Passage to read:
10
   

Obama is an elitist

 
 
old europe
 
  2  
Reply Sat 23 Aug, 2008 04:01 pm
@H2O MAN,
H2O MAN wrote:

I find it funny that you think I've chosen a side. Tell us how you came to this conclusion.


You mean you're not sure you're going to vote for McCain?
parados
 
  0  
Reply Sat 23 Aug, 2008 04:07 pm
@H2O MAN,
I guess you could be a lone lunatic.
0 Replies
 
H2O MAN
 
  1  
Reply Sat 23 Aug, 2008 04:09 pm
@old europe,
Correct.
old europe
 
  2  
Reply Sat 23 Aug, 2008 04:15 pm
@H2O MAN,
So, assuming you're going to vote at all, who would you consider?
Ramafuchs
 
  -2  
Reply Sat 23 Aug, 2008 04:22 pm
@Ramafuchs,
Of course, Obama is an elitist. (As are Clinton and McCain.)

And he has been put on notice by the Powers That Be that they have no problem with him being among their ranks, as long as he doesn’t go rattling off at the mouth about those the rigged system benefits and those it kicks daily in the gut.

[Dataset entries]
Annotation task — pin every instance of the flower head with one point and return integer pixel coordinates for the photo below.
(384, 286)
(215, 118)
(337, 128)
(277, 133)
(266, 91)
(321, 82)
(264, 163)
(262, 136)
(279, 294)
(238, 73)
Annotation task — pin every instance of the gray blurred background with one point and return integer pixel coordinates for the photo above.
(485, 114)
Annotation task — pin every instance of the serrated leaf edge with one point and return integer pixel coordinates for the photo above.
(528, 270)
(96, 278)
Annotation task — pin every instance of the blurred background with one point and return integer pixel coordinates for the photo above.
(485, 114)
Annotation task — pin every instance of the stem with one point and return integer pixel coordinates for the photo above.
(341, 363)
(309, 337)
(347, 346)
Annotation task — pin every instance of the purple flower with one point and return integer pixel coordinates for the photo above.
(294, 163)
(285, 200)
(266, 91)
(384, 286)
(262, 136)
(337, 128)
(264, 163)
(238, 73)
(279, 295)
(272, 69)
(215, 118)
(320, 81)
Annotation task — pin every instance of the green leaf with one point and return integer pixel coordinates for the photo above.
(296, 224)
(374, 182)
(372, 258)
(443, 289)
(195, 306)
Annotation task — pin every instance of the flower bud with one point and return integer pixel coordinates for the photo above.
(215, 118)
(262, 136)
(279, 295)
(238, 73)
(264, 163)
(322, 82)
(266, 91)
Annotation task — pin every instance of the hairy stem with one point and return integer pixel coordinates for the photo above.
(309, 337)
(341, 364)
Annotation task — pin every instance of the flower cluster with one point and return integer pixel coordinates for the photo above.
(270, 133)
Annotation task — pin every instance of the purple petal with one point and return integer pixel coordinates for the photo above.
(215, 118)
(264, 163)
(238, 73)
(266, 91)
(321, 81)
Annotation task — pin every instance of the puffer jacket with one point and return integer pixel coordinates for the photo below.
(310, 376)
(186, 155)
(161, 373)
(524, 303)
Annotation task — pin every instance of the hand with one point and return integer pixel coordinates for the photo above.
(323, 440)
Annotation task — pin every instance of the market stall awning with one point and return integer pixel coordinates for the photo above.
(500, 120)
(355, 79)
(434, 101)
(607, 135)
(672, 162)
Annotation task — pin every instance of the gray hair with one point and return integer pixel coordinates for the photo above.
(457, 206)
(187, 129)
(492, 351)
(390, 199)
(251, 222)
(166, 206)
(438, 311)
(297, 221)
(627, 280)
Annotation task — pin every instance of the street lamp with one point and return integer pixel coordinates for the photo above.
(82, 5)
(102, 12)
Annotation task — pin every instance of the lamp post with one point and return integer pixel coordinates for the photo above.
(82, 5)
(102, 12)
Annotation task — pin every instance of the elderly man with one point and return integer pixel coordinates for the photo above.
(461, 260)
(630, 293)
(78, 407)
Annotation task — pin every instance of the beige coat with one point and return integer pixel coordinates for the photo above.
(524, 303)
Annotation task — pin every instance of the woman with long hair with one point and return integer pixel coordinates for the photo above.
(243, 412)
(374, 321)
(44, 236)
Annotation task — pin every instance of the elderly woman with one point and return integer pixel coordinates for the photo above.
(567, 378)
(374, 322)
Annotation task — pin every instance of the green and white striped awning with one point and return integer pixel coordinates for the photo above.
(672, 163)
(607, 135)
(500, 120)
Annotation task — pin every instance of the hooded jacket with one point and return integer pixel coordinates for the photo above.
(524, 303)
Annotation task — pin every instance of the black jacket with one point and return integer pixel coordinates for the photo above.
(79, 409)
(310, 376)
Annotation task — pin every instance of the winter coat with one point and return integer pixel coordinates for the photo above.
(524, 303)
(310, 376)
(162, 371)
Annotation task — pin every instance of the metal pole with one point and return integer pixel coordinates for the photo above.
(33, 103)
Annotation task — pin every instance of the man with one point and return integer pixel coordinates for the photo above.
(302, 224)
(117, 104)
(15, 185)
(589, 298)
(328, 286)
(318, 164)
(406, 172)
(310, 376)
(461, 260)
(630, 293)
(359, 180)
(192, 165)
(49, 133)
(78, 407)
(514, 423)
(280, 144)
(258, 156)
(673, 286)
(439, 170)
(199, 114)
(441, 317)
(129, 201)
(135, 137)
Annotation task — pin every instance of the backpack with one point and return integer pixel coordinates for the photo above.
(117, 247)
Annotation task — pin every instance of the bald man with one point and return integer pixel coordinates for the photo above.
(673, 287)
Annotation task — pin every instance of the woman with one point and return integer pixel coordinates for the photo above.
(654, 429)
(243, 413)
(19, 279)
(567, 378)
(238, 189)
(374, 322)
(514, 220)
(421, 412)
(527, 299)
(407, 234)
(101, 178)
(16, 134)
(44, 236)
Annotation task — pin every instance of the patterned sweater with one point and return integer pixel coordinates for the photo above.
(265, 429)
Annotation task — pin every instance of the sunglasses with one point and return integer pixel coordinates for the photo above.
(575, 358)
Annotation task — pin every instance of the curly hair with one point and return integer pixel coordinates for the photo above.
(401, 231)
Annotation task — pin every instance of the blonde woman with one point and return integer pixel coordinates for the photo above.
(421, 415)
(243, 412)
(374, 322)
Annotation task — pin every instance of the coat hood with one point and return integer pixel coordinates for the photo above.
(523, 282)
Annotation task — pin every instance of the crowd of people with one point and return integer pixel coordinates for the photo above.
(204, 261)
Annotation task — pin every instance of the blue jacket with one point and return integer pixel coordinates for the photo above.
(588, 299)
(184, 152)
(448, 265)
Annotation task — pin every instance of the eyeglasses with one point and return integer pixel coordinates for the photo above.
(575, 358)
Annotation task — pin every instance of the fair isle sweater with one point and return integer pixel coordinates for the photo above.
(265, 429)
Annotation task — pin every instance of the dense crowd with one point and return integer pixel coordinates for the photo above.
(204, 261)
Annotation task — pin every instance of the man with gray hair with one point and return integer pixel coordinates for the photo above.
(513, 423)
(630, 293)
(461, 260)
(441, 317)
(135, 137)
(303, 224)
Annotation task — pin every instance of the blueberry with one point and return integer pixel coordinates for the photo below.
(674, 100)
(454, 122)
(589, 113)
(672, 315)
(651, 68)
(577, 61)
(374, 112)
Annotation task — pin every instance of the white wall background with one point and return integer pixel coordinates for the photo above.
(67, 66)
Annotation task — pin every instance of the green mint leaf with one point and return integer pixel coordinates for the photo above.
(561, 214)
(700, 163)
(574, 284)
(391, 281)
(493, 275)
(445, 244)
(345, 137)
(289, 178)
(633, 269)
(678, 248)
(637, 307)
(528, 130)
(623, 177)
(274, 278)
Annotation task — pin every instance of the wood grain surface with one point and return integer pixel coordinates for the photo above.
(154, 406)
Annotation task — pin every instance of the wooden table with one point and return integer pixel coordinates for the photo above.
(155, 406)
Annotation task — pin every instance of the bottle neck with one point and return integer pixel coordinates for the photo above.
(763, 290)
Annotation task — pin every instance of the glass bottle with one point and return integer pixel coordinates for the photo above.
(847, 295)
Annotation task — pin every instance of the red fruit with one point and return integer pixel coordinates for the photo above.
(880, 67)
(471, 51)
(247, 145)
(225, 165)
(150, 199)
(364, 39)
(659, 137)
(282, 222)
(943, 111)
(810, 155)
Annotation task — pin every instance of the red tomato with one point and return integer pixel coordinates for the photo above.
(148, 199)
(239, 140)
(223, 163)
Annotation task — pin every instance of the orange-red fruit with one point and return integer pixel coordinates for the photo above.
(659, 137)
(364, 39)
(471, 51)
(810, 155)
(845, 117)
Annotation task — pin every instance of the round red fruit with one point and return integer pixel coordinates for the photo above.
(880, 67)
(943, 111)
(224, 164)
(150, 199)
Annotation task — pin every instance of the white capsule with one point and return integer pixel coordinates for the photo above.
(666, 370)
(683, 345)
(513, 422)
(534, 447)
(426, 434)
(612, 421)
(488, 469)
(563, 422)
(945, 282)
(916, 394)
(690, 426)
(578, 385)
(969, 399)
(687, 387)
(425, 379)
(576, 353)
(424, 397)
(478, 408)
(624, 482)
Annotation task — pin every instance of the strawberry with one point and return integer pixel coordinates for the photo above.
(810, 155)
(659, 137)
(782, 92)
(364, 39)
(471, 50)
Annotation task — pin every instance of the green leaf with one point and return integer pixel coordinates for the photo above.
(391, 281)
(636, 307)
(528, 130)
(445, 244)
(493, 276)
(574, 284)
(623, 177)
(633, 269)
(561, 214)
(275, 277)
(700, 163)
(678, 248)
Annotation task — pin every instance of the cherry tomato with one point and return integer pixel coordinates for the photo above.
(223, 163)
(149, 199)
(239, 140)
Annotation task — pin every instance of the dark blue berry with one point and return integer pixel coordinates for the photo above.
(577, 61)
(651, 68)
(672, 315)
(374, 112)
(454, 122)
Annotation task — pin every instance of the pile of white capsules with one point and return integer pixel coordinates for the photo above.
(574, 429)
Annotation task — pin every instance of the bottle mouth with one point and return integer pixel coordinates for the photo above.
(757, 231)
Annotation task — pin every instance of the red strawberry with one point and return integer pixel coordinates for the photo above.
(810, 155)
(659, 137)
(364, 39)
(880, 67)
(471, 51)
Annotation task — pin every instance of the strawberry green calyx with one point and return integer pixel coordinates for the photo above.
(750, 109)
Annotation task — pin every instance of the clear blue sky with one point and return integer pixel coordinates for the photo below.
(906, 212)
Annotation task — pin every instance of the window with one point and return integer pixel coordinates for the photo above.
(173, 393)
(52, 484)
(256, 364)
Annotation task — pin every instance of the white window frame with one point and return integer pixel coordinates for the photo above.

Exercise set:
1 - From the forum thread about Obama, echo the stretch from "And he has been" through "in the gut.".
2 - In the forum thread about Obama, which two other politicians does the last post also call elitists?

Answers for the exercise:
1 -
And he has been put on notice by the Powers That Be that they have no problem with him being among their ranks, as long as he doesn’t go rattling off at the mouth about those the rigged system benefits and those it kicks daily in the gut.

2 - Clinton and McCain.